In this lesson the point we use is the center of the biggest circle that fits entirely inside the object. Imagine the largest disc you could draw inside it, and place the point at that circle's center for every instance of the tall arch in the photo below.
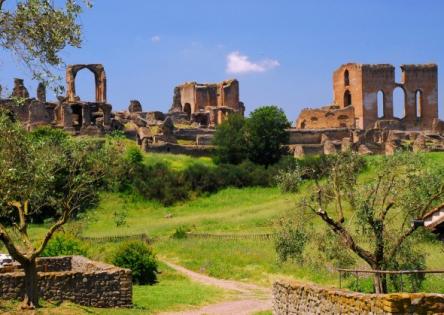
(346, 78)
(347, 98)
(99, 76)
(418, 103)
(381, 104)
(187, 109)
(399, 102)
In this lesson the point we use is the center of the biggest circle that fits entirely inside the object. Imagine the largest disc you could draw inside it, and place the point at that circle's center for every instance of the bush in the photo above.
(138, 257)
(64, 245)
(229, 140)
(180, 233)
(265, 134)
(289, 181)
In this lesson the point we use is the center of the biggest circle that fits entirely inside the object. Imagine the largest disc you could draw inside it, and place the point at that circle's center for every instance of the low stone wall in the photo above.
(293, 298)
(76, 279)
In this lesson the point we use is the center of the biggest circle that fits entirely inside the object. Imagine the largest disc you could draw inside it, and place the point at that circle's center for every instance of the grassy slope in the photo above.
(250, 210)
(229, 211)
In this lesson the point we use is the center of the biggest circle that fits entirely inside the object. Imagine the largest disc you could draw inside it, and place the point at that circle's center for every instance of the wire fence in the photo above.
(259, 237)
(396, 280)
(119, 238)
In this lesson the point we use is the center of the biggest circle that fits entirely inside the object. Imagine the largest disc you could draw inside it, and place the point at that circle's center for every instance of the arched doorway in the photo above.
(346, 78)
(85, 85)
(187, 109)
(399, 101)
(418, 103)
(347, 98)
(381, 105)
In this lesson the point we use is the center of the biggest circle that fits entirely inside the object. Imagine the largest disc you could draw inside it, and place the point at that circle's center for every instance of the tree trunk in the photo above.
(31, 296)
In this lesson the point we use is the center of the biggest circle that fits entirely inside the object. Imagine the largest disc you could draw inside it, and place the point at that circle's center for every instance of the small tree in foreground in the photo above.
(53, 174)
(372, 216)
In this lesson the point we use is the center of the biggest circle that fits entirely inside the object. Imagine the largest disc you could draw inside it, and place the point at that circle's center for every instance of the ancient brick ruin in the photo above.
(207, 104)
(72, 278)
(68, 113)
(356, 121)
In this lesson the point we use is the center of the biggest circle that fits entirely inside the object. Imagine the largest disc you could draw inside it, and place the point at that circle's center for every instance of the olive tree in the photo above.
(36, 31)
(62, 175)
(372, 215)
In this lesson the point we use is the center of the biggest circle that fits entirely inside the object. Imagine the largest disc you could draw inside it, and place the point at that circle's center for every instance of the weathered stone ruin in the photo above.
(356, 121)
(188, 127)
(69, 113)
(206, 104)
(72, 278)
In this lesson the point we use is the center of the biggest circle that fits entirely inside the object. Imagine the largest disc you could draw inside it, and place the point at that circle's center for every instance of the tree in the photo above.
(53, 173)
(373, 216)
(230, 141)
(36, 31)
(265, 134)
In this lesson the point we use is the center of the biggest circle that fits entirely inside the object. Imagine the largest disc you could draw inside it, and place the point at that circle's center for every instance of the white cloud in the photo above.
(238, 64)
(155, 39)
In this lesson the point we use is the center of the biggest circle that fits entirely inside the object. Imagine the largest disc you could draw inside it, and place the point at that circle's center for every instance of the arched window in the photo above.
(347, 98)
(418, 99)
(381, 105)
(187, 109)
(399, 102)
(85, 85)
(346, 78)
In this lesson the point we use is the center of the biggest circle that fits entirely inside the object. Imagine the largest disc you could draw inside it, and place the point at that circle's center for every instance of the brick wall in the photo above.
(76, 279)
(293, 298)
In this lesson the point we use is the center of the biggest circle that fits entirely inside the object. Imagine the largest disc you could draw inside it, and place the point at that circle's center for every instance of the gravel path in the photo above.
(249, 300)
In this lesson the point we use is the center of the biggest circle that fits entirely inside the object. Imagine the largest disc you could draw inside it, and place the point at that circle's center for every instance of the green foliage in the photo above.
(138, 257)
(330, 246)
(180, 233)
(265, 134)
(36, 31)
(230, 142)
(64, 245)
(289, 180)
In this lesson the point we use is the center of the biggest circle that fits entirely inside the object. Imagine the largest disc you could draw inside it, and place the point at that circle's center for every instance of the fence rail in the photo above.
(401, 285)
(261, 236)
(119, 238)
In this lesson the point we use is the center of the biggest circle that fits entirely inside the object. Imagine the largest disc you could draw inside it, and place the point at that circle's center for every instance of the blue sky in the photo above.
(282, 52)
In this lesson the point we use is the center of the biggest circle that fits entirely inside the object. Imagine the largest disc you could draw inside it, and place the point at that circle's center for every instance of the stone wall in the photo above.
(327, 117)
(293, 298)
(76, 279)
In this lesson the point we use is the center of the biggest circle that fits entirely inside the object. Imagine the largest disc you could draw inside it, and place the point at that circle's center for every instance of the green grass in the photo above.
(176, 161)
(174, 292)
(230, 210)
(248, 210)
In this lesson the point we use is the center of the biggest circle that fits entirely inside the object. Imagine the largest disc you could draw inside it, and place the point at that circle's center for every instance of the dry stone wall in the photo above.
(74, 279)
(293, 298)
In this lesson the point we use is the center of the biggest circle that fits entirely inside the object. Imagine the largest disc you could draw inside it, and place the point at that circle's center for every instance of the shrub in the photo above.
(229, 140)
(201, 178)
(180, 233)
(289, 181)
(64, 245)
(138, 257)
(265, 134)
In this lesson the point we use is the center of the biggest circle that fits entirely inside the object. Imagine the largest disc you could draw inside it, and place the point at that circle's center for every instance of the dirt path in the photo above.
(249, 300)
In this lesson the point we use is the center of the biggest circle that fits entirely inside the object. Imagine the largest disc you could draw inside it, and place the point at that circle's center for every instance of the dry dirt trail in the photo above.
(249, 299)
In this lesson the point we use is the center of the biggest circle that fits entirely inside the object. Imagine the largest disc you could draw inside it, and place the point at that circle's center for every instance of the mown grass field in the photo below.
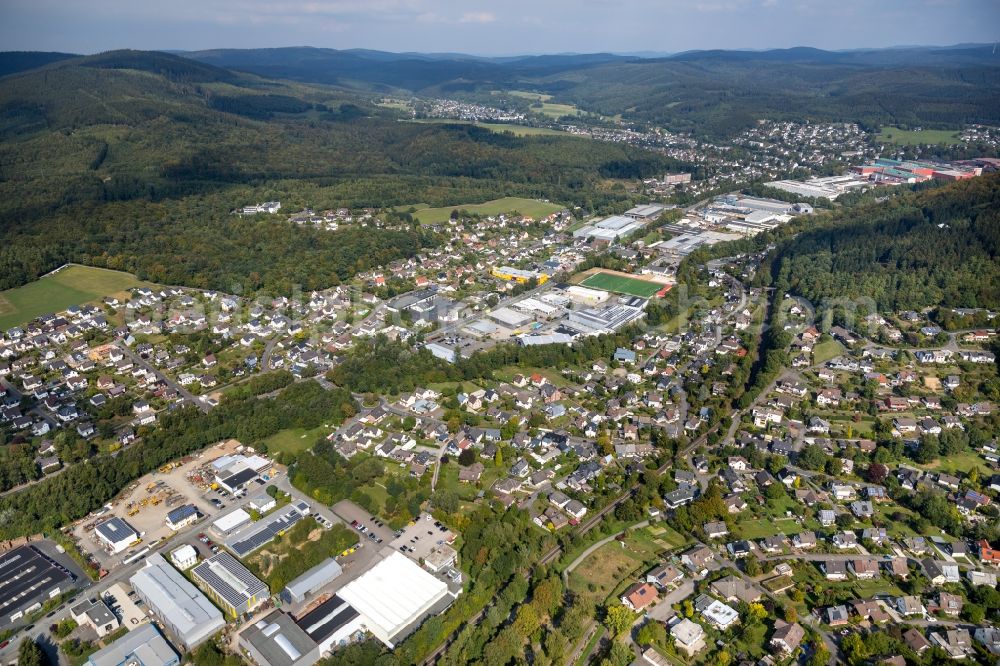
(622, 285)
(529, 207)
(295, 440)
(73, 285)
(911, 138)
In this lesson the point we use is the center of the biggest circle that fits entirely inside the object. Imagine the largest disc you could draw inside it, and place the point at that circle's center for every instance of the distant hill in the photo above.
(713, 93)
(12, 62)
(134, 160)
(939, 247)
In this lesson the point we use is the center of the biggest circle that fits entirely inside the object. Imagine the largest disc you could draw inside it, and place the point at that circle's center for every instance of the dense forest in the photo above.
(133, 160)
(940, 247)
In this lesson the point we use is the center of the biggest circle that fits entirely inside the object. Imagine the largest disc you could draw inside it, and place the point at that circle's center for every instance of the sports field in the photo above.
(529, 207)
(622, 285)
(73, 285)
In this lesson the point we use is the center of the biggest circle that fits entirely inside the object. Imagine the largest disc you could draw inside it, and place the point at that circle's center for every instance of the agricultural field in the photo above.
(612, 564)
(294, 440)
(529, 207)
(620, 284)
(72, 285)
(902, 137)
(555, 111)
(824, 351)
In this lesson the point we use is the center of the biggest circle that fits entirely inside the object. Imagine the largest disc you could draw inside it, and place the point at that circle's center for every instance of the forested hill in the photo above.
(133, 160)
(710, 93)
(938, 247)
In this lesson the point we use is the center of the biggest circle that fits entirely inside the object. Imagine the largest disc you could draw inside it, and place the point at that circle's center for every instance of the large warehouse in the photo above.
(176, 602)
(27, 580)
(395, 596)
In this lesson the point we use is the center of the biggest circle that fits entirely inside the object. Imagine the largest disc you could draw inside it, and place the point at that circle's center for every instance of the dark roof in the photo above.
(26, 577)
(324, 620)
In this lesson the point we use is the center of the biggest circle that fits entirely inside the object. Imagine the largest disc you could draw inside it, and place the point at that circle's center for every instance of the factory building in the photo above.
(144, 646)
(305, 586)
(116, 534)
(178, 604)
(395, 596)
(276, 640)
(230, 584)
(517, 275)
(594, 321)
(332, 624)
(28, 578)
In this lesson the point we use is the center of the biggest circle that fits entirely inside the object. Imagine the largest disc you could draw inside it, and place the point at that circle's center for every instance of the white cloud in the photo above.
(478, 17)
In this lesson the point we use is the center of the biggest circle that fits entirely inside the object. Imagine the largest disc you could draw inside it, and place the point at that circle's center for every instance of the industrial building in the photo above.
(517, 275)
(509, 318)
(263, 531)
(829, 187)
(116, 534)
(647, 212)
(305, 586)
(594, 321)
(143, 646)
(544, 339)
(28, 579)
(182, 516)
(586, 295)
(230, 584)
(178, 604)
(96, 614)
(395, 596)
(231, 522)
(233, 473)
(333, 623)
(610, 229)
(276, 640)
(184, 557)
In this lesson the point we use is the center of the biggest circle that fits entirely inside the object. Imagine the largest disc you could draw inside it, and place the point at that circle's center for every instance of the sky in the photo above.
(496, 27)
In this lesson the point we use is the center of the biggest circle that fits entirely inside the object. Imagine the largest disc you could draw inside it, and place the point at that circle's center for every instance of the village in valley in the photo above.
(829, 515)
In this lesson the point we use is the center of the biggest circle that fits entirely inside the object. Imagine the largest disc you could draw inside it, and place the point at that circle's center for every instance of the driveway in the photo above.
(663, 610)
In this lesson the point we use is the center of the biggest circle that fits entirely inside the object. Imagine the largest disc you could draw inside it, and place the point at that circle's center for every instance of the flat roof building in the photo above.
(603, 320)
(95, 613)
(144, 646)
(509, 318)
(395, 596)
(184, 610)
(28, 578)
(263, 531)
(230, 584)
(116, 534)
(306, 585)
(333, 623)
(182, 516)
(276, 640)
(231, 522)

---

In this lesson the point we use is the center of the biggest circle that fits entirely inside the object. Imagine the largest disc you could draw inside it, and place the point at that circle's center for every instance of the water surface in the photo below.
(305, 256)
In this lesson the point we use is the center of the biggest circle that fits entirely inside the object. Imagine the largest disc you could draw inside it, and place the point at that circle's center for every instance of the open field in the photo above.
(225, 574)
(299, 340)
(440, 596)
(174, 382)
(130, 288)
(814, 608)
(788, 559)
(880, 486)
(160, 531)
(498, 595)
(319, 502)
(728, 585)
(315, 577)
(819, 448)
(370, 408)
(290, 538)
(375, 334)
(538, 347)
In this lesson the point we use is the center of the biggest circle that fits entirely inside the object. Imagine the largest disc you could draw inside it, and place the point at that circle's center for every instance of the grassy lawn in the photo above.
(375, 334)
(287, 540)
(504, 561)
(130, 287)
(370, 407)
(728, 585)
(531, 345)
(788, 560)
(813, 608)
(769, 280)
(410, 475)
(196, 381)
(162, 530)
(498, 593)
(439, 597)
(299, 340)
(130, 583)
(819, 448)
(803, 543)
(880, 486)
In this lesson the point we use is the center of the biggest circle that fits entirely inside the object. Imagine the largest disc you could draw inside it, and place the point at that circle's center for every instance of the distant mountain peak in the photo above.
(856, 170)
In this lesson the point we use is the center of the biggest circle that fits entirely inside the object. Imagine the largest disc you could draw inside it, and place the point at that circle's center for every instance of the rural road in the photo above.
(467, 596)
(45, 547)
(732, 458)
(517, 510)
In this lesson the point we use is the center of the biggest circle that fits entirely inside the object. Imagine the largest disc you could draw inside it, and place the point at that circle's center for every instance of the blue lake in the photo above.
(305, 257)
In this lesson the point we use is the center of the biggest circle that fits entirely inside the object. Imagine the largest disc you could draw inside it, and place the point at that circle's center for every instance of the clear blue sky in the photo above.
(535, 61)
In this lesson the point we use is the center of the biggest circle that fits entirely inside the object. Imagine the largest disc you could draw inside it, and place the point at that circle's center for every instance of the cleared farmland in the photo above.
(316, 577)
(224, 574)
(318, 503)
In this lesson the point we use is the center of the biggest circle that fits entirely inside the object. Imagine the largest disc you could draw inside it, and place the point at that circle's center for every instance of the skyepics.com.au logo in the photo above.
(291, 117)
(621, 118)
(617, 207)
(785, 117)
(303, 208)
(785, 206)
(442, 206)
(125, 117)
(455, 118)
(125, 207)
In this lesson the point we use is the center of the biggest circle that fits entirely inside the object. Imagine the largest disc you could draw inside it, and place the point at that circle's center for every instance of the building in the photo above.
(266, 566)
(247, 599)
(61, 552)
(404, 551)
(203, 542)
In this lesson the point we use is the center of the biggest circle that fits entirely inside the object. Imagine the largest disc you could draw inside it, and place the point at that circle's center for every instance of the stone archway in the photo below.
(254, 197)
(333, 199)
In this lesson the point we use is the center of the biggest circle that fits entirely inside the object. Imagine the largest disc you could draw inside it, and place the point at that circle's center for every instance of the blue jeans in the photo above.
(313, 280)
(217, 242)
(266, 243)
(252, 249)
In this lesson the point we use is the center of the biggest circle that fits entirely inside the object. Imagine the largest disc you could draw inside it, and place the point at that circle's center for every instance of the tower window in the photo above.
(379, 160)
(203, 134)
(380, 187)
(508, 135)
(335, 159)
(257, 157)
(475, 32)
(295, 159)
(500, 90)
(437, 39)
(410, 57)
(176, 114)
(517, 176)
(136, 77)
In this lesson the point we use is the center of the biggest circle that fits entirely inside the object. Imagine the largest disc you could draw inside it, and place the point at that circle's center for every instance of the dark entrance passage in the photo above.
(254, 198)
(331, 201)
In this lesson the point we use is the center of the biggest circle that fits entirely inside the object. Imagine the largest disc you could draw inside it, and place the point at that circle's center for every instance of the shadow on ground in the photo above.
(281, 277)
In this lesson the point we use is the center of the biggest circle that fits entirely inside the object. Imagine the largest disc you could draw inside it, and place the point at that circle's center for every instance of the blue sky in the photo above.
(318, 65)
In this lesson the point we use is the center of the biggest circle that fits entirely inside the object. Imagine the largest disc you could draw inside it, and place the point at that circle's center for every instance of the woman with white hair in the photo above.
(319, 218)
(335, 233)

==

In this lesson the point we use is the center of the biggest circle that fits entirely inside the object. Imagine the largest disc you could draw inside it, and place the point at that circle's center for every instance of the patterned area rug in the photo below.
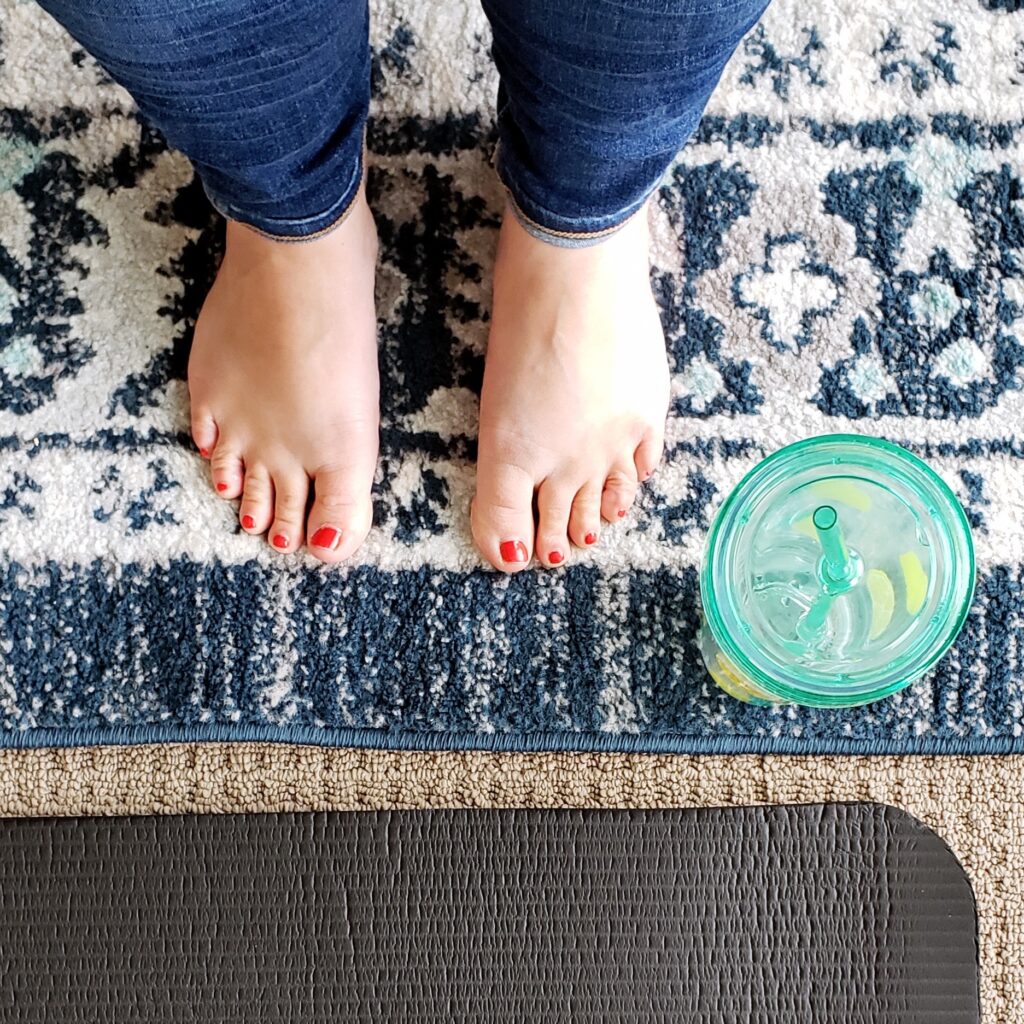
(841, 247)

**Aim of the task:**
From the items above, extract each line that contains the word "archway", and reproduce every such line in full.

**Answer:**
In this lesson the point we use is the center of the biggest circle that fits entirely inside the object. Imagine the largest disc you could draw inside it, and place the point at that circle's center for every instance of the stone archway in the photo below.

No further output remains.